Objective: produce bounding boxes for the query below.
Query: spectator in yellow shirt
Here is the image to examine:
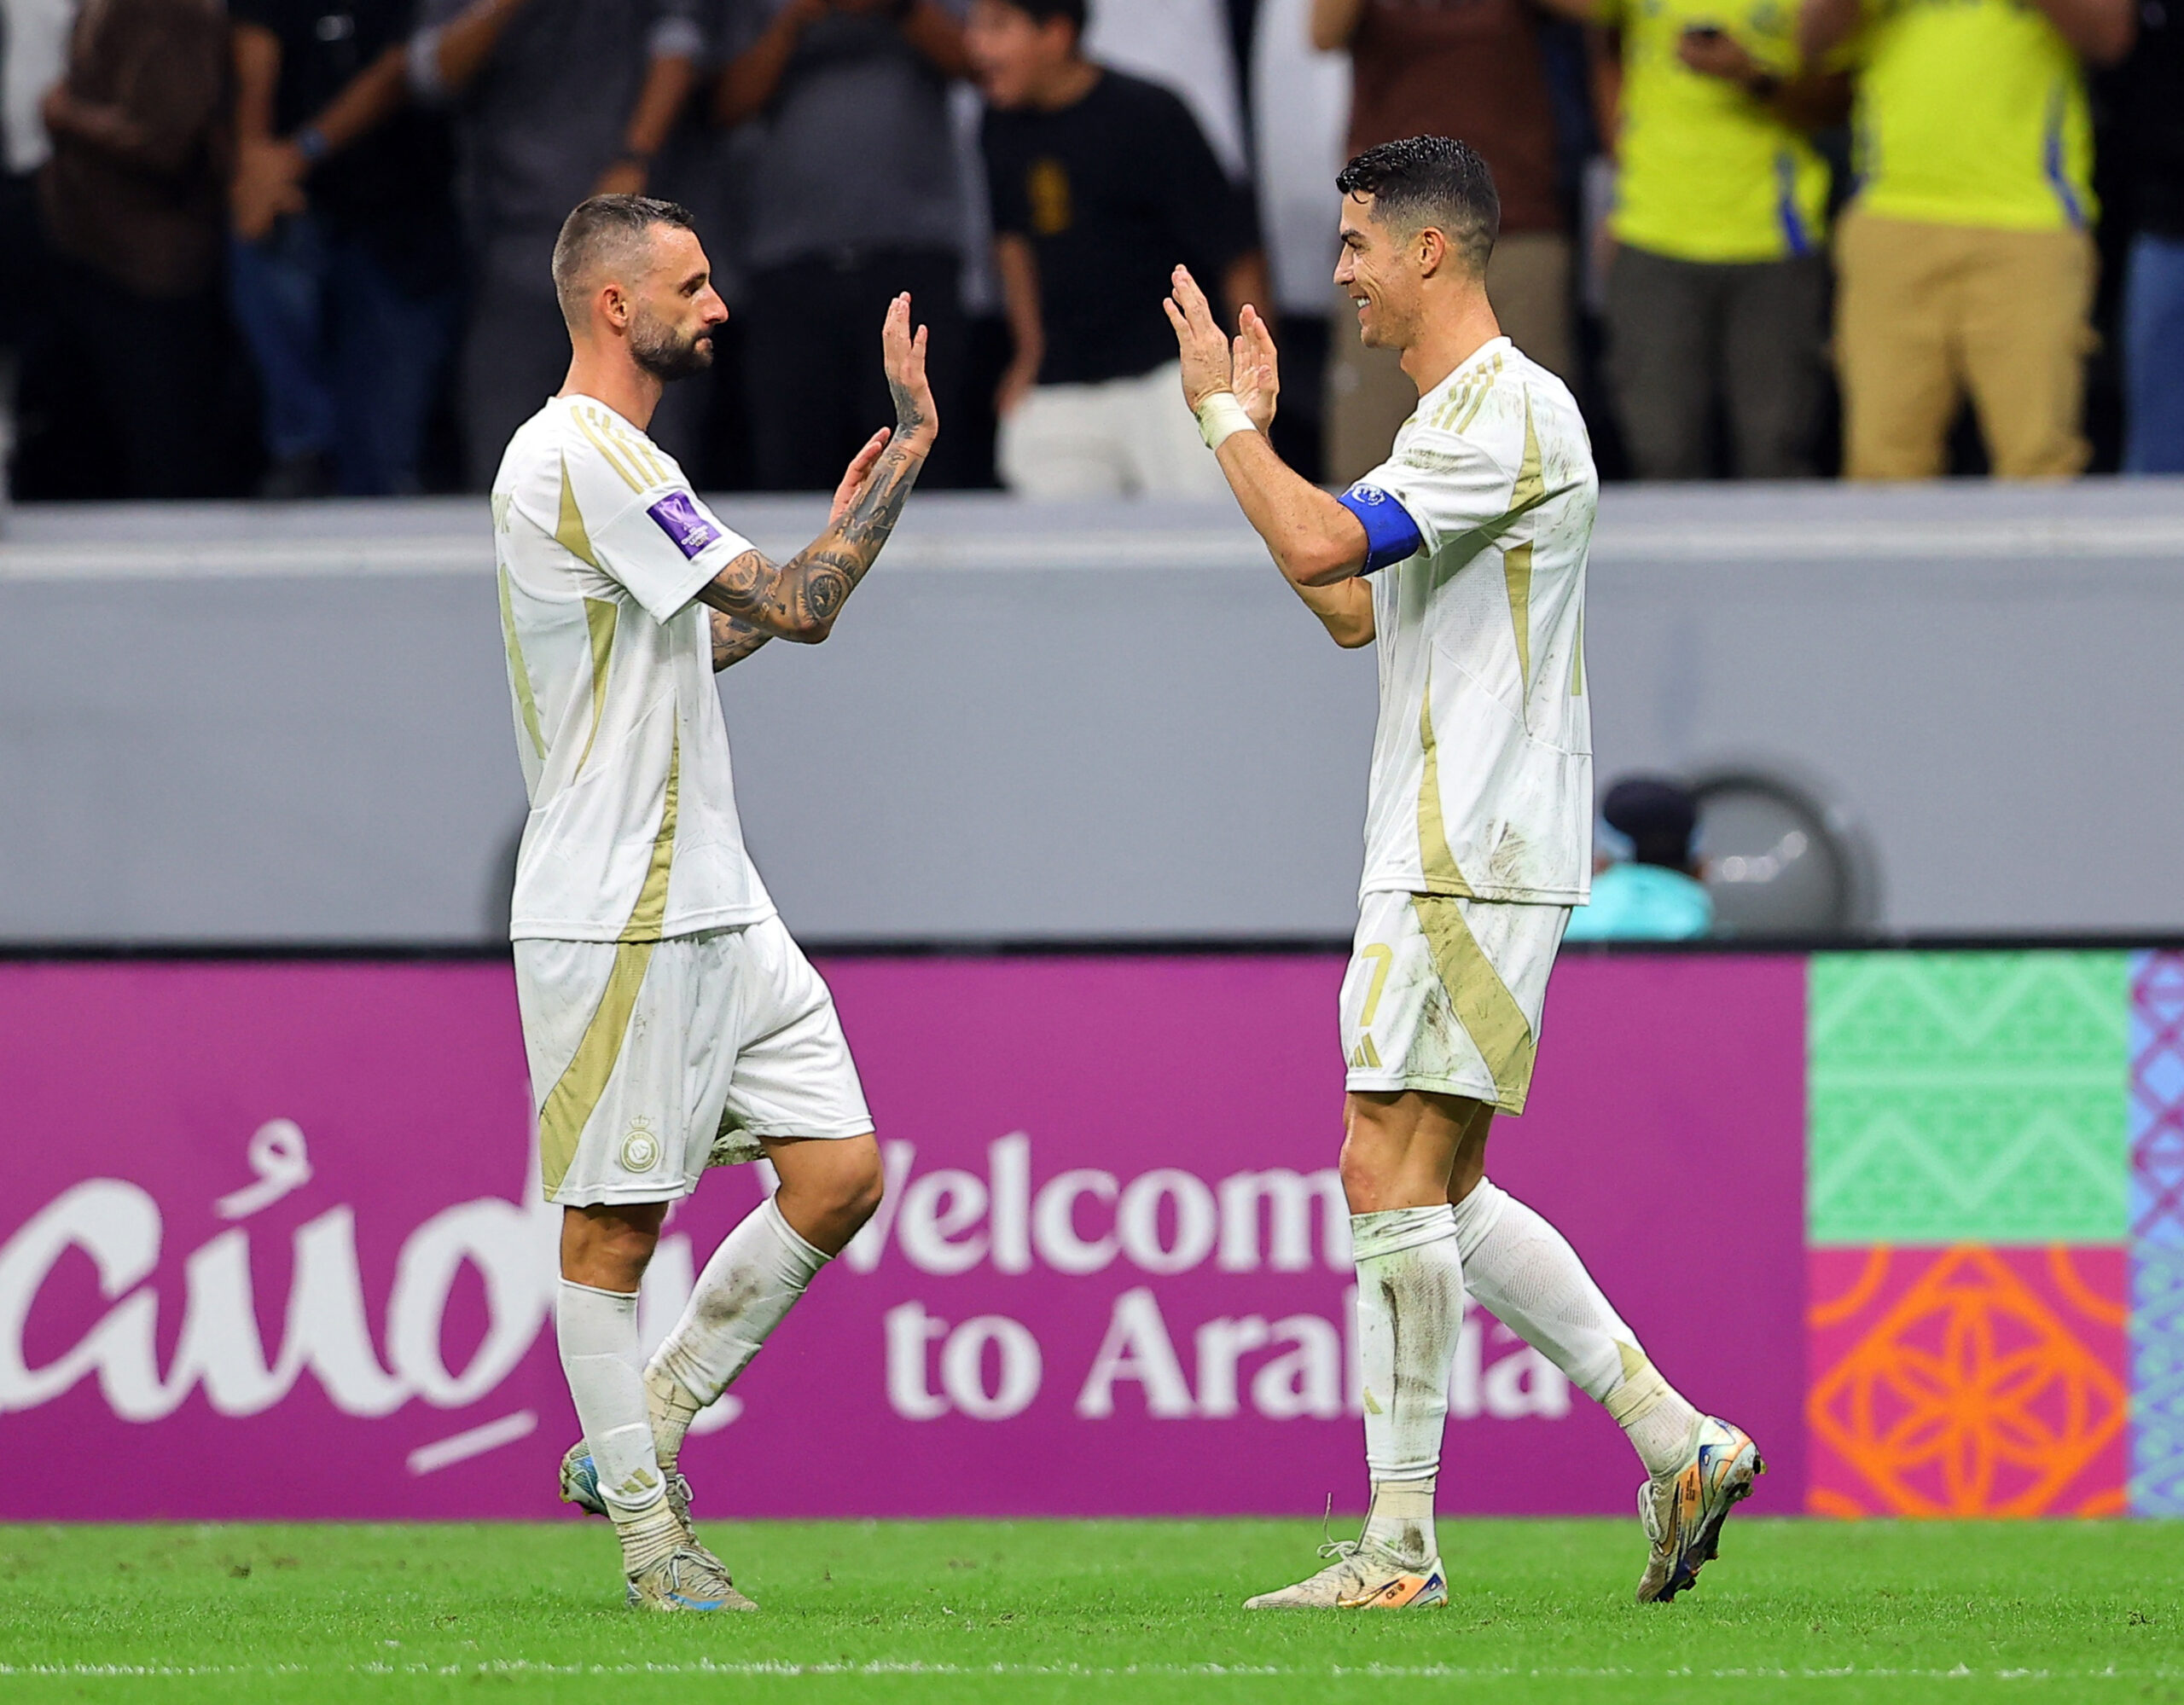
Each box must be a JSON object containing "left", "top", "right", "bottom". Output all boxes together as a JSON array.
[
  {"left": 1801, "top": 0, "right": 2134, "bottom": 478},
  {"left": 1584, "top": 0, "right": 1848, "bottom": 480}
]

* _ABOUT THIS EXERCISE_:
Produce a verbatim transcription of every line in the listing, images omitted.

* _ANSWER SECTION_:
Objective: produce bounding boxes for the query below.
Query: spectator in yellow shirt
Here is the image to examine:
Each box must be a JSON object containing "left", "top", "right", "bottom". Output all boxes together as a JSON array.
[
  {"left": 1801, "top": 0, "right": 2134, "bottom": 478},
  {"left": 1584, "top": 0, "right": 1848, "bottom": 480}
]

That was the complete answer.